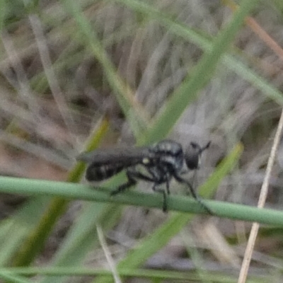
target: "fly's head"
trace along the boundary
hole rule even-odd
[[[185,161],[190,170],[199,168],[202,152],[209,147],[210,142],[202,147],[196,142],[191,142],[185,153]]]

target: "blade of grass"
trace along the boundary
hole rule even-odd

----------------

The request
Reproduce every line of the entries above, requests included, but rescale each polygon vertex coordinate in the answers by 1.95 and round it to a whole number, with halves rounding up. Leave the pictures out.

Result of the exercise
target: "fly's head"
trace along the boundary
hole rule even-odd
[[[361,314],[371,332],[388,328],[394,296],[408,287],[410,277],[394,287],[382,277],[372,277],[361,298]]]

target: "blade of grass"
trace along the boundary
hole rule even-odd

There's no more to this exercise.